Resume the interview with D.L. Snell and Thom Brannan about co-authoring, starting right after its last line.

++++ Passage

A Discussion with D.L. Snell and Thom Brannan

We recently sat down with D.L. Snell and Thom Brannan, co-authors of the Pavlov's Dogs series and discussed a few topics their readers ask from time to time...

On Co-authoring:

D.L. Snell: I tend to do most of the plotting for the PAVLOV’S DOGS series, and on the first book Thom did most of the actual writing—I came in after him and revised, added, and edited, creating the second draft and streamlining our separate voices.

Thom Brannan: That was my biggest concern. In our natural voices, D.L. and I don't sound a lot alike, though we think along the same lines. Comparing writing styles, I'd say D.L. was a smart phone, whatever's newfangled now, with all the bells and whistles and fancy apps the kids are crazy about... and I'm a rotary phone. We both get the same basic job done, but his style is so pretty. But the final product, after several rounds of revision, sounds enough like the both of us that it's like a legitimate third entity. DTLBS.

++++++++
++++ Material provided

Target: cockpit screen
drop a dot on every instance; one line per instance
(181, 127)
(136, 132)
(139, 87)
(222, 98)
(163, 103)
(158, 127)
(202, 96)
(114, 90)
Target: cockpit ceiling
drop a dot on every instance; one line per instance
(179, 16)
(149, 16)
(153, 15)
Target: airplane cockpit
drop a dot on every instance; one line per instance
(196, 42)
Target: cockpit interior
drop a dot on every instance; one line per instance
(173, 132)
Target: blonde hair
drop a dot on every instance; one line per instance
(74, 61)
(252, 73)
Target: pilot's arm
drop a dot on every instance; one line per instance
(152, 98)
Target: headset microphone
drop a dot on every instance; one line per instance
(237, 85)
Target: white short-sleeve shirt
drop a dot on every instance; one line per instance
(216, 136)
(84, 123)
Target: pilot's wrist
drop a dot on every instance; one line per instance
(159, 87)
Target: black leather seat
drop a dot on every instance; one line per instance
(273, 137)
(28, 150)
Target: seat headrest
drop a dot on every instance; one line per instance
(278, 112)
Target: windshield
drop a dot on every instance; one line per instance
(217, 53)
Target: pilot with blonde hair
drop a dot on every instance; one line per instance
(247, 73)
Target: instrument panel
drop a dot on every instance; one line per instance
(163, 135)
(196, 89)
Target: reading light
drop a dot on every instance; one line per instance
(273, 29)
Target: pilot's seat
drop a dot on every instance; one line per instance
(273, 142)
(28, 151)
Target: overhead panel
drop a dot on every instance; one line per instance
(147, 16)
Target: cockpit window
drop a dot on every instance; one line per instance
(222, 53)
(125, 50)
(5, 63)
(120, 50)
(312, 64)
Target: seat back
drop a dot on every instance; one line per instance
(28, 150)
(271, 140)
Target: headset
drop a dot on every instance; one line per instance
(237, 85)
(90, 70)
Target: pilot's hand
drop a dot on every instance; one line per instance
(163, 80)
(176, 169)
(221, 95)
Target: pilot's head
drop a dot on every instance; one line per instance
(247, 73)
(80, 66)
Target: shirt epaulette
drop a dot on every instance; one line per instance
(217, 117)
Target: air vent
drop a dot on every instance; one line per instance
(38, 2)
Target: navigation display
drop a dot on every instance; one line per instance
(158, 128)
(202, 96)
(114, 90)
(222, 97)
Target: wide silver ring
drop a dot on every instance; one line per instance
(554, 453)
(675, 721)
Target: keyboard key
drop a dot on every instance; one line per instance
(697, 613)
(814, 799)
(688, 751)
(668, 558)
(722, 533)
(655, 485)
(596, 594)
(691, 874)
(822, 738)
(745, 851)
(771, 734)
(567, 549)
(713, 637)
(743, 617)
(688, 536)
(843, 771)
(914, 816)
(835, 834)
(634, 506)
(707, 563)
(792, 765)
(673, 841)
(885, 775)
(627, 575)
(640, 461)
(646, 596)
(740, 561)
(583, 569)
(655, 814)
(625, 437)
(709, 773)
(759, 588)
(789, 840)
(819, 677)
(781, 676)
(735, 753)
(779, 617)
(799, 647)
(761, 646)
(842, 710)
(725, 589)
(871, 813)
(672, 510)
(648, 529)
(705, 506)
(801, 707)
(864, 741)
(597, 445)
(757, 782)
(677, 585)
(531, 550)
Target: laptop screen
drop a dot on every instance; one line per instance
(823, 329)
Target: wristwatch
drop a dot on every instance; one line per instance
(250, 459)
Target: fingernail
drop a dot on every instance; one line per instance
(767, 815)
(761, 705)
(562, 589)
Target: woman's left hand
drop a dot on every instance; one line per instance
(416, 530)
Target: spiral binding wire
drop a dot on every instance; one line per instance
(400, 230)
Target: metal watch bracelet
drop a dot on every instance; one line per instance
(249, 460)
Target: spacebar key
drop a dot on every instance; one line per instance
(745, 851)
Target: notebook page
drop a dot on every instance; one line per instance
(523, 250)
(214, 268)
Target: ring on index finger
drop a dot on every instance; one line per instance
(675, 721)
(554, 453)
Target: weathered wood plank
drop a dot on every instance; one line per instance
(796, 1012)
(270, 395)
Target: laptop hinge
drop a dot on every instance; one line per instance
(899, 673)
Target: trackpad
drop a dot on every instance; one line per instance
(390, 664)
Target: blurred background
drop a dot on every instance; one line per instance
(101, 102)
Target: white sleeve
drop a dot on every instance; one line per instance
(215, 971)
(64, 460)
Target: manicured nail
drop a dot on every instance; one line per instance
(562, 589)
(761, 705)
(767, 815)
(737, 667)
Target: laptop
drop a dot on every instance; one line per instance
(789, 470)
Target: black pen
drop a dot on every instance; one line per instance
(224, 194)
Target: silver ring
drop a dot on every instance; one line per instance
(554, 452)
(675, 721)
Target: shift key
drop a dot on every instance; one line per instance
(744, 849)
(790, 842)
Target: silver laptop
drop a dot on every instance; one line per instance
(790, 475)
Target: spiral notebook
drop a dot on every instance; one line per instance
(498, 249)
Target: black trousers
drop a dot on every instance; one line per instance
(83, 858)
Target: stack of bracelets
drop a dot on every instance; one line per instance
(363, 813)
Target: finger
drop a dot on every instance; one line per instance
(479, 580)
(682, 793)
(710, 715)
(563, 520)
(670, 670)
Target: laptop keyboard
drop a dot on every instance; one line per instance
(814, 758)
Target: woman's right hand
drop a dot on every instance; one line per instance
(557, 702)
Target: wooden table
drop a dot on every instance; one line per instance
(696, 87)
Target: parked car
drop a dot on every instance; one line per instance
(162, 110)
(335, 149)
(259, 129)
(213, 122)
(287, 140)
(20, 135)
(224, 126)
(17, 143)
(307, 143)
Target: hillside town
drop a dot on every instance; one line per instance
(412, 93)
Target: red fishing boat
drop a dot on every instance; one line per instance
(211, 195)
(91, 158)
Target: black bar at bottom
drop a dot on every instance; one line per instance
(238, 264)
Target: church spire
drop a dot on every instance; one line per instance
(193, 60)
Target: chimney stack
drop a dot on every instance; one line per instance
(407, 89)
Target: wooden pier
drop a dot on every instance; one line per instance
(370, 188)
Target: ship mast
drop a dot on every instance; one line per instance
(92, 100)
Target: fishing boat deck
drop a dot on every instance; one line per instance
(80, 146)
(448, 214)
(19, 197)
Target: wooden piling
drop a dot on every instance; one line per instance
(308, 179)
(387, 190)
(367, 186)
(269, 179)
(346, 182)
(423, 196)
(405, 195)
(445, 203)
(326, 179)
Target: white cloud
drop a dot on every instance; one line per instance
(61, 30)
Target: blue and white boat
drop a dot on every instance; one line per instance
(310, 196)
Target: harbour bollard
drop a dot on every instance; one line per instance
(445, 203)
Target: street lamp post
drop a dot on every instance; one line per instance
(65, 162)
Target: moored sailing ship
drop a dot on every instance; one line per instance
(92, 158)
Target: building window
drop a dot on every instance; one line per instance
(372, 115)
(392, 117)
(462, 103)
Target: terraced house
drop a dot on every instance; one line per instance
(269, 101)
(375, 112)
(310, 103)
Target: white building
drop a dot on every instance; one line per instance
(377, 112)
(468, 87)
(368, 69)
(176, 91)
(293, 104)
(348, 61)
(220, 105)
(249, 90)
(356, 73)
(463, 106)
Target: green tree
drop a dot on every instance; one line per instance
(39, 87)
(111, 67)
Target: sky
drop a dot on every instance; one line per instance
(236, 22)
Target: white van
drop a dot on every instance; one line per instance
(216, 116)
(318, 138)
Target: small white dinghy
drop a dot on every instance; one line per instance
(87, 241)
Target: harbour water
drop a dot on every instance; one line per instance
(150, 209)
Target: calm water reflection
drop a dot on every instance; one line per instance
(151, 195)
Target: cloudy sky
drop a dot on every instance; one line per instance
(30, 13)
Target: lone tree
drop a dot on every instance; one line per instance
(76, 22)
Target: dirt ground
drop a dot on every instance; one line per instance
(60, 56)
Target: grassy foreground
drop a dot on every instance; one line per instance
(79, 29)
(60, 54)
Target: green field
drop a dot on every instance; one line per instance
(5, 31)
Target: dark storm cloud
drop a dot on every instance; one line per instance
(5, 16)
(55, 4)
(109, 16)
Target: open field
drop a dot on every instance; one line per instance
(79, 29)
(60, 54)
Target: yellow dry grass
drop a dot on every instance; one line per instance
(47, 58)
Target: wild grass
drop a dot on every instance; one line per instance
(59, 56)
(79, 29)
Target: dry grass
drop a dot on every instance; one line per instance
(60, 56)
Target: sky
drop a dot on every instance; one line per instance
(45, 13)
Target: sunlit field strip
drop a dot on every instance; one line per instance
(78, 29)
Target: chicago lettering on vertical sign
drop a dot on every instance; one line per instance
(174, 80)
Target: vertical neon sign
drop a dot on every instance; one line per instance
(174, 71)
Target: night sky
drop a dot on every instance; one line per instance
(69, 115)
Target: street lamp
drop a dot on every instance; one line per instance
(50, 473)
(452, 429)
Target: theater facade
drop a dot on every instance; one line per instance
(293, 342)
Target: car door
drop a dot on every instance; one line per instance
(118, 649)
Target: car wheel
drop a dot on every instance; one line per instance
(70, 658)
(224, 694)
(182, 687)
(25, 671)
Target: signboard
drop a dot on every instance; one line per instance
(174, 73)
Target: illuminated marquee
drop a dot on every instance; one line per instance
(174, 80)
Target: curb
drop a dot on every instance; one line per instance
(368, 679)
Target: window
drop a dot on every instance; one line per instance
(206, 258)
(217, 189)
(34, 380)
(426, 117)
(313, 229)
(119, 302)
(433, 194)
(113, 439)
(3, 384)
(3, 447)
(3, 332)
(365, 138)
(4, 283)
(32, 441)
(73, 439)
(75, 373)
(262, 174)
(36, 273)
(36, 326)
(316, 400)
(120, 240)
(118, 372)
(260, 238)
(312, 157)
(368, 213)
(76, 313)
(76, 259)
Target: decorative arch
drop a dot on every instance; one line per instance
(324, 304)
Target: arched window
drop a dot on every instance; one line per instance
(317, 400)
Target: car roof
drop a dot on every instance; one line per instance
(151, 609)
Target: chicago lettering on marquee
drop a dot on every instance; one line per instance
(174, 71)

++++++++

- _Answer for the task_
DLS: For the second book, THE OMEGA DOG, we switched things up: I wrote about half the book (hell, the outline alone was half a book), and Thom contributed a ton of fantastic ideas to the plot. Just as an example…

TB: ... I'm thinking, too. Hold on. I think one of them was keeping Chan at Command, like Bonnie in the back of the Knight Rider truck, doing diagnostics (or April, depending on when you watched) and holding a gun to Kaiser's head. Oh! Ken keeps the sword!

DLS: Yes, that, and… Thom worked on an oil rig out in the Gulf and was also a submariner in the Navy. When I told him we needed to get our characters from Northern Mexico to the Yucatan, he mentioned something about always wanting to write a submarine crew. He also mentioned pirates. It was pure gold, and I set about finding a way to incorporate those elements into THE OMEGA DOG. I can’t wait to see how readers react to what we came up with.

TB: *holding an imaginary book*: “Oh, no you di'int!”

DLS: We had so much fun with this element that if we ever do a third book, there will be a lot more action out in the Gulf.

TB: Especially for those readers who saw the pirates and felt short-changed with the absolute dearth of sea-battles in THE OMEGA DOG.

On Writing a Series:

DLS: The most important thing is that PAVLOV’S DOGS ends, not on a cliffhanger, but on a note of finality. Thom and I didn’t even plan to write a second book. I mean, we’d talked about it and we’d established a very minor story thread that could spin off into new material, but… I didn’t want readers to reach the end of the first book and feel forced to continue the series, you know? I see reviewers complaining about that all the time.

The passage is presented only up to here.